* [OBJECTIFS]
A – Renvoyez, sans rien y changer, le passage du texte sur la privatisation ferroviaire britannique qui va de "La sous-évaluation a" à "bénéfices des entreprises.".
B – Comment traduire en anglais cette phrase du texte sur la privatisation ferroviaire britannique : « Les voyages de passagers ont augmenté de 25 % et le trafic de marchandises de 40 %. » ?
C – D'après le texte sur la privatisation ferroviaire britannique, de combien le prix de l'action de British Telecom était-il monté durant la première semaine ?

Entre temps, certaines des nouvelles entreprises ferroviaires privatisées ont changé de mains pour des montants bien plus élevés que ce que les acheteurs avaient payé à l'Etat. Il était clair que les contribuables s'étaient fait rouler. Dans un cas, une entreprise de matériel roulant a été vendue pour £536 millions, soit avec un bénéfice de £300 millions.

La sous-évaluation a été une des caractéristiques habituelles des privatisations britanniques. Pour ne citer qu'un exemple, le prix de l'action de British Telecom était monté de 80 % durant la première semaine. Mais les partisans de la privatisation argumentaient qu'il fallait des incitations pour garantir les avantages de la privatisation. Ils prétendaient que les investissements privés renouvelleraient l'infrastructure tout en déchargeant progressivement les contribuables. Bien que les subventions fussent initialement accrues après la privatisation, elles étaient censées décroître avec le temps. La fiabilité et le service aux clients allaient profiter de l'efficacité et de l'esprit d'entreprise de managers orientés vers le commerce et l'Etat recevrait un retour direct sur investissement au travers de l'impôt sur les bénéfices des entreprises.

Il est vrai qu'il y a eu quelques améliorations depuis la privatisation, en particulier la mise en service de nouveaux trains de passagers qui remplacent progressivement le vieux matériel roulant. Néanmoins ce processus était déjà en cours avant la privatisation, quoique lentement, et aurait pu être accéléré par ce qui était alors encore British Rail, si cette dernière avait reçu autant de subventions que les TOC privées en ont reçues depuis. Une autre amélioration, paradoxale dans ce contexte de fragmentation, a été la création d'un service national de renseignement du chemin de fer. Bien que manquant de personnel au début, ce service national de renseignement du chemin de fer a accru ses capacités après que l'autorité de régulation, Ofrail, lui eut infligé des amendes pour n'être pas parvenu à atteindre les objectifs de nombre d'appels traités qu'elle lui avait fixés. Aujourd'hui, ce service est fier d'être le numéro le plus appelé de la Grande-Bretagne.

C'est également à l'efficacité de la régulation par Ofrail qu'on doit la modération des augmentations de tarifs qui a, à son tour, contribué au plus grand succès revendiqué par la privatisation: l'augmentation du nombre d'usagers. Les voyages de passagers ont augmenté de 25 % et le trafic de marchandises de 40 %. La grande ironie, c'est que les cerveaux de la privatisation n'avaient prévu aucune augmentation. Elle est la conséquence de la congestion croissante des routes britanniques et de la hausse rapide des prix du carburant, qui se sont combinés avec la croissance économique de la région de Londres, lieu de l'essentiel de l'augmentation de la demande du rail.

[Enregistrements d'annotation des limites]
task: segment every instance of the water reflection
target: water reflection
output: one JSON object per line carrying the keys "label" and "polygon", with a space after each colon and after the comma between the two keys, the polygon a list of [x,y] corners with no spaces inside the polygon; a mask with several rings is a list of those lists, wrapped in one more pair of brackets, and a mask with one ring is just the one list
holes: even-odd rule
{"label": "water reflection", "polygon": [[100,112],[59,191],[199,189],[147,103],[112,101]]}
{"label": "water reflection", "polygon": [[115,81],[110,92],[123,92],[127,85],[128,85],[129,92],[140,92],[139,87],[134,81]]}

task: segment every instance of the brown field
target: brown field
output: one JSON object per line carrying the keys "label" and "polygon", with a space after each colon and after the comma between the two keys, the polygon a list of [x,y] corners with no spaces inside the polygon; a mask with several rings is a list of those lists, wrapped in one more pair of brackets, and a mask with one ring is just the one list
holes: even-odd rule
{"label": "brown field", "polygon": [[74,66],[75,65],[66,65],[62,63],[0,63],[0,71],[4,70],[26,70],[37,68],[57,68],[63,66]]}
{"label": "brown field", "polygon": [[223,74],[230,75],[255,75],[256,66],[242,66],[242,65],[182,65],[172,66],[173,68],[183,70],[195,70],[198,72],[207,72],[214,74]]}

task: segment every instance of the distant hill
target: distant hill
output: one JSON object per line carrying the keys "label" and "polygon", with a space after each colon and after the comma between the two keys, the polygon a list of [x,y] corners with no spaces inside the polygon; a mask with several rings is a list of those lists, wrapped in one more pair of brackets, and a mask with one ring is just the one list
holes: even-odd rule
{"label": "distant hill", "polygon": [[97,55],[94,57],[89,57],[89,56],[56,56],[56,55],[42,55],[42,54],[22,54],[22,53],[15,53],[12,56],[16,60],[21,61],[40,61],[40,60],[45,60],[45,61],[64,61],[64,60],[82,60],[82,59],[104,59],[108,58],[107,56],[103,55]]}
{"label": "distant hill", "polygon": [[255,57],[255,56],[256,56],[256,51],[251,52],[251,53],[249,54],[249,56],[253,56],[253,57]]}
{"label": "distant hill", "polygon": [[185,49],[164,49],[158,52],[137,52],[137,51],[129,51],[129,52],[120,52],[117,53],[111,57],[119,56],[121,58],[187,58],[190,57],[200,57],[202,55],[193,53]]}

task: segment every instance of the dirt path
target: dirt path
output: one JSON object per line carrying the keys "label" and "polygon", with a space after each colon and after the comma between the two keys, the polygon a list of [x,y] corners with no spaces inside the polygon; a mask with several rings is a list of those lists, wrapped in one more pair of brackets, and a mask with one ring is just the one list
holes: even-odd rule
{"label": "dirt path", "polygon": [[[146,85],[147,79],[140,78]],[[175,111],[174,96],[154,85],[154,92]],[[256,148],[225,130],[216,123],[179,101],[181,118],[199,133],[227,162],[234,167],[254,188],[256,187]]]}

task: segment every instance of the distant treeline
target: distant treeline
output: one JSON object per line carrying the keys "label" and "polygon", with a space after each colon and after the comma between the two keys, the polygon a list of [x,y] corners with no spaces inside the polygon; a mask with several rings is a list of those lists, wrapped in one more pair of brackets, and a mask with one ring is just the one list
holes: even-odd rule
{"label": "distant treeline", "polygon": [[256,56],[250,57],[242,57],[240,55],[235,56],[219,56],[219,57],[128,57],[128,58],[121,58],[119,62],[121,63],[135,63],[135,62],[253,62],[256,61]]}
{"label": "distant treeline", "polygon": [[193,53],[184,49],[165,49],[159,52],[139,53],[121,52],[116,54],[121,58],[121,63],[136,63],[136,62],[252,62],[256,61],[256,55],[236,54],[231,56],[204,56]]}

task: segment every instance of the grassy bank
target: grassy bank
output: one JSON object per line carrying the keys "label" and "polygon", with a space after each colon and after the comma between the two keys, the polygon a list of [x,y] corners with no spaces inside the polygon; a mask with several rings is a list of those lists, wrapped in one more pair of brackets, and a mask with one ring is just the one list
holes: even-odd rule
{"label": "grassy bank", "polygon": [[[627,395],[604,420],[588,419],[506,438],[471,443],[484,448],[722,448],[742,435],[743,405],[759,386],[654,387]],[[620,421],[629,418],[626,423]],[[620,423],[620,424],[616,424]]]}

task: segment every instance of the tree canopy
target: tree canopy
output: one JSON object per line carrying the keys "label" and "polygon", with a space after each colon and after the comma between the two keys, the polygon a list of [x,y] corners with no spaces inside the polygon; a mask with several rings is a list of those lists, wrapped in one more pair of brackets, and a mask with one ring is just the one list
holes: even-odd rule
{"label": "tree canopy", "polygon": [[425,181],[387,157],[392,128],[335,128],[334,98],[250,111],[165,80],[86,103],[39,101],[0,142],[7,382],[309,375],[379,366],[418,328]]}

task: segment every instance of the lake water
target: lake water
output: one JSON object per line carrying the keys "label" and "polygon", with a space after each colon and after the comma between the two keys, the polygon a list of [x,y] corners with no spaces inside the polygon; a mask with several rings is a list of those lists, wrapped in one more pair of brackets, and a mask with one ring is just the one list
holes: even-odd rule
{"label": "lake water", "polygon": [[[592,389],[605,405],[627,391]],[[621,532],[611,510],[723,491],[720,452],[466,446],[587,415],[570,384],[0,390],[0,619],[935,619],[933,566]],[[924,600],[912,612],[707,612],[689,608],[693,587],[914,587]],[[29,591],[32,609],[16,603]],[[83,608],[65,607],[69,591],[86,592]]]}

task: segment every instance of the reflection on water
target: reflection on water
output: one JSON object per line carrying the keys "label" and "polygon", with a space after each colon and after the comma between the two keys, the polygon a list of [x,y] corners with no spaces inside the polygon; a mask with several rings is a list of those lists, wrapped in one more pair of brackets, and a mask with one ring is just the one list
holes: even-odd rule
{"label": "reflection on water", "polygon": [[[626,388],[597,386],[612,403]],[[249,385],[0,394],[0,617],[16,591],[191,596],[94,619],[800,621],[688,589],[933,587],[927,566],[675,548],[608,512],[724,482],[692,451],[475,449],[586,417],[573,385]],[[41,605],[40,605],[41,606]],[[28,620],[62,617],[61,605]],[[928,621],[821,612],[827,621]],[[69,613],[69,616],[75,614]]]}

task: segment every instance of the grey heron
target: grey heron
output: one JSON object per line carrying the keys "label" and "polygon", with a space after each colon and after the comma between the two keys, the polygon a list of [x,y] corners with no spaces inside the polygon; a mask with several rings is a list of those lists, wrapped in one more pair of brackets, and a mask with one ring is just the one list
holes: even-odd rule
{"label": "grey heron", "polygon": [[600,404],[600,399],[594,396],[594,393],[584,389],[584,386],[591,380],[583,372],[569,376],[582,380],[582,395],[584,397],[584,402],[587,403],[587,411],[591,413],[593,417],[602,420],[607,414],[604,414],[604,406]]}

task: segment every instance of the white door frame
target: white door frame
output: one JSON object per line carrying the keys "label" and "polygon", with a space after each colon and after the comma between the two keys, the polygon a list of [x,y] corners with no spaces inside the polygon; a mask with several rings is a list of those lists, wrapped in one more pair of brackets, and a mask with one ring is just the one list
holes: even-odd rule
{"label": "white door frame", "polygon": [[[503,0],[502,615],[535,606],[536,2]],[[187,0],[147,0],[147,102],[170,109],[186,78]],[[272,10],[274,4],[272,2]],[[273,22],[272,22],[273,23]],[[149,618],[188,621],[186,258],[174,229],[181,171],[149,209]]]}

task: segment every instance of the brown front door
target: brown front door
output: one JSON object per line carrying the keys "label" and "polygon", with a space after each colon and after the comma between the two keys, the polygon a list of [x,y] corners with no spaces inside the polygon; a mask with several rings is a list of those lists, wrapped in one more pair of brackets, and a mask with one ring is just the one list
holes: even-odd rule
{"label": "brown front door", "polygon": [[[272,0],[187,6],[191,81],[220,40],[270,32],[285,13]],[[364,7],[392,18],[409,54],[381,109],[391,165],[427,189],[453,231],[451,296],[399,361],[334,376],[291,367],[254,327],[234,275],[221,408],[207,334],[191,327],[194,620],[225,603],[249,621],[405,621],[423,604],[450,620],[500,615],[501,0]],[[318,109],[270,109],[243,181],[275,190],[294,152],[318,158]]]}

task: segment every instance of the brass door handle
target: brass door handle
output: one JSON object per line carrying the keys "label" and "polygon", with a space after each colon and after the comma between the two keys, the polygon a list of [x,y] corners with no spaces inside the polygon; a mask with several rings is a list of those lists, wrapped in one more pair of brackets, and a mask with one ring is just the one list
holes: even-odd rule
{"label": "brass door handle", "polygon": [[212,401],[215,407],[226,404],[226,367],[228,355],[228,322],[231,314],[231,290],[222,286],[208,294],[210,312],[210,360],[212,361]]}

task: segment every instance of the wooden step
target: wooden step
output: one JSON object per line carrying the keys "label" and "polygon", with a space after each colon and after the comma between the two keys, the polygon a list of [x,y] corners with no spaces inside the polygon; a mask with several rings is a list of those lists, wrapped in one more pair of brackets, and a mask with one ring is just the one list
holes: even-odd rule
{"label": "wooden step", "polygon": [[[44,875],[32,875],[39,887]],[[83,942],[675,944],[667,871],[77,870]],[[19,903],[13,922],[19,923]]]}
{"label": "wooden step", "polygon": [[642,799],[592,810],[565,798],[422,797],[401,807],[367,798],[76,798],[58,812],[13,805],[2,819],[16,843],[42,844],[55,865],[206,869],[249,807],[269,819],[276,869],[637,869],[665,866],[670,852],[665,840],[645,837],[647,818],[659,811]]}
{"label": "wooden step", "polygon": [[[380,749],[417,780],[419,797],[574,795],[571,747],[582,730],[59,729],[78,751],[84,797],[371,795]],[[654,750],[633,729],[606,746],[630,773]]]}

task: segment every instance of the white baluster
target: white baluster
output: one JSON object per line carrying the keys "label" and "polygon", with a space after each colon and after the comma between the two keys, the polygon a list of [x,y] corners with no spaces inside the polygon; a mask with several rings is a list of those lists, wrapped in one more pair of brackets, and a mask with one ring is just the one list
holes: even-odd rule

* [CORRIGÉ]
A –
La sous-évaluation a été une des caractéristiques habituelles des privatisations britanniques. Pour ne citer qu'un exemple, le prix de l'action de British Telecom était monté de 80 % durant la première semaine. Mais les partisans de la privatisation argumentaient qu'il fallait des incitations pour garantir les avantages de la privatisation. Ils prétendaient que les investissements privés renouvelleraient l'infrastructure tout en déchargeant progressivement les contribuables. Bien que les subventions fussent initialement accrues après la privatisation, elles étaient censées décroître avec le temps. La fiabilité et le service aux clients allaient profiter de l'efficacité et de l'esprit d'entreprise de managers orientés vers le commerce et l'Etat recevrait un retour direct sur investissement au travers de l'impôt sur les bénéfices des entreprises.

B – Passenger journeys increased by 25% and freight traffic by 40%.

C – De 80 %.